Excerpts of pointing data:
◇ ◇ ◇ ◇ ◇ ◇ ◇
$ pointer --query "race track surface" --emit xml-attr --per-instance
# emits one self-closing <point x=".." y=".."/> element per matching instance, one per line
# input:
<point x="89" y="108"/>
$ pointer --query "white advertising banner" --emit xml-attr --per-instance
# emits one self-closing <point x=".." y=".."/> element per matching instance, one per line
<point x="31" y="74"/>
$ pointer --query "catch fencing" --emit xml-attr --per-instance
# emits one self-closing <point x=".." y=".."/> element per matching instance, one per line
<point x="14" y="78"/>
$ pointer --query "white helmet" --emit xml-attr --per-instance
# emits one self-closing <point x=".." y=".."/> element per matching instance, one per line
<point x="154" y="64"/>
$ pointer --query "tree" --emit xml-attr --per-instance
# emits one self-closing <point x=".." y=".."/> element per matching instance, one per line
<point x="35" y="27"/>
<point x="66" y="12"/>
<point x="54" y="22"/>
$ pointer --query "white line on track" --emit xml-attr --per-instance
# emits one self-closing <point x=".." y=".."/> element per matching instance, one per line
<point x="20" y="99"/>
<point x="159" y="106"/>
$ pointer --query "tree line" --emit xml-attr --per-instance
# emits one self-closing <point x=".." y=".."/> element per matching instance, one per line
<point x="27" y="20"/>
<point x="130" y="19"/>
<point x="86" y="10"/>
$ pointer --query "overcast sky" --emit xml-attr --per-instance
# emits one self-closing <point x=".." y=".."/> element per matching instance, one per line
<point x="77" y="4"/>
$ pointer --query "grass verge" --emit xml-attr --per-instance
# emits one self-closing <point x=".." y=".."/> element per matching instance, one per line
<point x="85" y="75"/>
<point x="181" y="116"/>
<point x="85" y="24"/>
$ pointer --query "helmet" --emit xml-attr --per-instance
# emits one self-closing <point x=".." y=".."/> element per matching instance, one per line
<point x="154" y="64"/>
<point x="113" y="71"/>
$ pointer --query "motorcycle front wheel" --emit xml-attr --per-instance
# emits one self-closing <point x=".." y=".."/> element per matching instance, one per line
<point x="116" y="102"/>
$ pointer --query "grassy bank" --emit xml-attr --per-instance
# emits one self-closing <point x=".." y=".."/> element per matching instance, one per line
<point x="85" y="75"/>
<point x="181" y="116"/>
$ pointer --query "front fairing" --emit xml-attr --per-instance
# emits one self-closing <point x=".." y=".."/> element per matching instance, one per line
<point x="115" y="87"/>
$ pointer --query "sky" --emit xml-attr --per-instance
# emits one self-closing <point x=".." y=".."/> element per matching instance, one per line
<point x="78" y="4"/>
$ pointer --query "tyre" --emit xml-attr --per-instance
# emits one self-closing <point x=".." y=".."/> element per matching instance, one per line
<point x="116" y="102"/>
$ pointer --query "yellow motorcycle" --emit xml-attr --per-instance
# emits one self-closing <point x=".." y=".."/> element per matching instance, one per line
◇ ◇ ◇ ◇ ◇ ◇ ◇
- **Problem description**:
Reproduce the full listing word for word.

- **Right answer**:
$ pointer --query "race track surface" --emit xml-attr --per-instance
# emits one self-closing <point x=".." y=".."/> element per matching instance, one per line
# input:
<point x="89" y="108"/>
$ pointer --query "white advertising banner" --emit xml-attr --per-instance
# emits one self-closing <point x=".." y=".."/> element per matching instance, one per line
<point x="31" y="74"/>
$ pointer --query "catch fencing" --emit xml-attr --per-instance
# emits one self-closing <point x=".." y=".."/> element per matching instance, one per line
<point x="14" y="78"/>
$ pointer --query "white helmet" --emit xml-attr --per-instance
# emits one self-closing <point x=".." y=".."/> element per matching instance, one per line
<point x="154" y="64"/>
$ pointer --query "tree" --emit xml-attr --per-instance
# emits one self-closing <point x=".." y=".."/> element per matching instance, one per line
<point x="35" y="27"/>
<point x="66" y="12"/>
<point x="54" y="22"/>
$ pointer --query "white line on track" --emit xml-attr --per-instance
# emits one self-closing <point x=".." y=".."/> element per matching instance, one per line
<point x="20" y="99"/>
<point x="159" y="106"/>
$ pointer --query "tree line" --emit xml-attr --per-instance
# emits one self-closing <point x=".." y=".."/> element per matching instance, one per line
<point x="27" y="20"/>
<point x="130" y="19"/>
<point x="86" y="10"/>
$ pointer --query "overcast sky" --emit xml-attr --per-instance
# emits one self-closing <point x=".." y=".."/> element per matching instance, one per line
<point x="77" y="4"/>
$ pointer --query "grass verge" --emit xml-attr --per-instance
# emits one self-closing <point x=".." y=".."/> element per matching instance, one per line
<point x="85" y="75"/>
<point x="181" y="116"/>
<point x="85" y="24"/>
$ pointer --query "helmet" --emit xml-attr --per-instance
# emits one self-closing <point x=".." y=".."/> element per matching instance, one per line
<point x="154" y="64"/>
<point x="113" y="71"/>
$ pointer --query "motorcycle front wheel" --emit xml-attr --per-instance
# emits one self-closing <point x=".." y=".."/> element per matching instance, one per line
<point x="116" y="102"/>
$ pointer --query "grassy bank" --emit xml-attr --per-instance
# emits one self-closing <point x=".." y=".."/> element per matching instance, one per line
<point x="85" y="75"/>
<point x="181" y="116"/>
$ pointer --query "front fairing" --emit xml-attr --per-instance
# emits one self-closing <point x=".." y=".."/> element per matching instance, one per line
<point x="115" y="87"/>
$ pointer --query "sky" --emit xml-attr --per-instance
# emits one self-closing <point x=".." y=".."/> element per matching instance, one per line
<point x="78" y="4"/>
$ pointer --query "tyre" --emit xml-attr --per-instance
# emits one self-closing <point x=".." y=".."/> element per matching instance, one per line
<point x="116" y="102"/>
$ pointer --query "yellow motorcycle" --emit xml-attr --per-instance
# emits one self-closing <point x=".." y=".."/> element per matching instance, one per line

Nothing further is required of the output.